(Teks yang Ditampilkan):
────────────────────────────────────────

Kasus penculikan tragis yang menimpa pegawai bank, Ilham Pradipta (37), pada 20 Agustus 2025 di pusat perbelanjaan Pasar Rebo, Jakarta Timur, terus bergulir dan menyisakan luka mendalam. Peristiwa kelam yang berakhir dengan tewasnya Ilham ini memasuki babak baru dengan dilakukannya rekonstruksi oleh pihak kepolisian. Ilham ditemukan tak bernyawa pada 21 Agustus 2025, tergeletak di semak-semak Serang Baru, Kabupaten Bekasi, dengan kondisi wajah, kaki, dan tangan terikat lakban hitam.
Rekonstruksi ini mengungkap detail-detail mengerikan dari perencanaan hingga eksekusi yang menyebabkan kematian Ilham. Sejumlah fakta krusial terkuak, memberikan gambaran jelas mengenai rangkaian peristiwa keji tersebut.
Detik-detik Kematian Ilham Terungkap
Rekonstruksi yang digelar pada Senin (17/11) menjadi saksi bisu terkuaknya detik-detik mengerikan saat Ilham diculik, dianiaya, hingga akhirnya dibuang dengan tangan dan kaki terikat. Korban dilepas begitu saja di lahan kosong, tubuhnya diseret, lalu dilemparkan ke rimbunan ilalang yang sunyi. Setelah melancarkan aksinya, para pelaku dengan santai kabur, berganti pakaian, dan nongkrong di kafe seolah tak terjadi apa-apa.
Total 57 adegan diperagakan oleh 17 orang tersangka dalam rekonstruksi ini. Momen kunci penculikan Ilham, yakni saat ia dimasukkan ke dalam mobil pelaku, terjadi pada adegan ke-33. “Pertambahan dari beberapa adegan terkait pemindahan korban dari mobil Avanza ke Fortuner, pemberian uang ke eksekutor, ada keterangan tersangka berbeda,” ujar penyidik Subdit Jatanras Polda Metro Jaya, Iptu Tugiano, menjelaskan adanya detail tambahan yang terungkap. Peristiwa ini merupakan bagian dari rangkaian panjang penculikan yang bermula saat Ilham disergap di sebuah pusat perbelanjaan di Jakarta Timur.

────────────────────────────────────────

(Tugas): Tulis lanjutan berita di atas tentang rekonstruksi kasus penculikan Ilham Pradipta, mulai setelah kalimat terakhirnya.

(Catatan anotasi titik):

────────────────────────────────────────

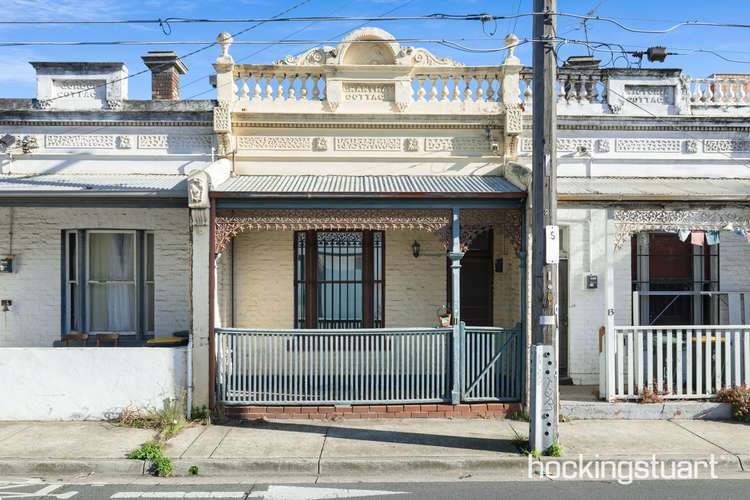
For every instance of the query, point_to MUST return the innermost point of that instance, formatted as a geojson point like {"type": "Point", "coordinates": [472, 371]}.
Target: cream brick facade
{"type": "Point", "coordinates": [414, 287]}
{"type": "Point", "coordinates": [35, 287]}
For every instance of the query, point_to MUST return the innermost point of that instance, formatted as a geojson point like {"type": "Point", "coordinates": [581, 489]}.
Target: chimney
{"type": "Point", "coordinates": [166, 69]}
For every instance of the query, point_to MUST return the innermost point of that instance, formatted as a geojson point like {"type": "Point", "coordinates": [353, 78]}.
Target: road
{"type": "Point", "coordinates": [171, 489]}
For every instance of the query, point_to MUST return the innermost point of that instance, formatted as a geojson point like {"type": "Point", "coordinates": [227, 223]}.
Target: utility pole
{"type": "Point", "coordinates": [545, 252]}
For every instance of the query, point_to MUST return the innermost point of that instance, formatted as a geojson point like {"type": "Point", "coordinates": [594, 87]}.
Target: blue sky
{"type": "Point", "coordinates": [17, 76]}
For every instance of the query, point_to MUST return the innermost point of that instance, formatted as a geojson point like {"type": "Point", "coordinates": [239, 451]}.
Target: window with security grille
{"type": "Point", "coordinates": [339, 279]}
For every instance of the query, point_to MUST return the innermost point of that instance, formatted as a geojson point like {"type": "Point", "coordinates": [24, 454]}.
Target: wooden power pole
{"type": "Point", "coordinates": [545, 252]}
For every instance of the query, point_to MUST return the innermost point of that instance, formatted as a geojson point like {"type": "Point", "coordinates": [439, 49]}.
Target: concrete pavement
{"type": "Point", "coordinates": [436, 448]}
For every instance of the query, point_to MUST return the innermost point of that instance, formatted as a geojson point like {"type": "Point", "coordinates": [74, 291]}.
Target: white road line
{"type": "Point", "coordinates": [305, 493]}
{"type": "Point", "coordinates": [179, 494]}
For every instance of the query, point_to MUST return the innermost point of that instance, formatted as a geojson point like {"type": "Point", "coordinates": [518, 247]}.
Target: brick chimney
{"type": "Point", "coordinates": [166, 69]}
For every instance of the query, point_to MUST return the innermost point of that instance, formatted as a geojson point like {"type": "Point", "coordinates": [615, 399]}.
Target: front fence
{"type": "Point", "coordinates": [367, 366]}
{"type": "Point", "coordinates": [679, 362]}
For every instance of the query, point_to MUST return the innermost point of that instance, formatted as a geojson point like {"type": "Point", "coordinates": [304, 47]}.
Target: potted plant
{"type": "Point", "coordinates": [444, 316]}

────────────────────────────────────────

(Jawaban Tugas):
-
Aksi Penculikan Dimulai

Rencana keji ini dimulai dengan pergerakan lima tersangka: Erasmus Wawo, Andre Tomatala, Johannes Ronald Sebenan, Emanuel Woda Bertho, dan Reviando yang menggunakan mobil Avanza putih. Mereka didampingi oleh anggota TNI Feri bersama Serka Frengky Yaru yang mengendarai Calya, memimpin perjalanan menuju Lotte Mart tempat Ilham berbelanja. Di tengah perjalanan, Avanza sempat berhenti sejenak agar Erasmus dapat menutup dua digit pelat nomor kendaraan dengan lakban hitam, sebuah upaya jelas untuk menghilangkan jejak.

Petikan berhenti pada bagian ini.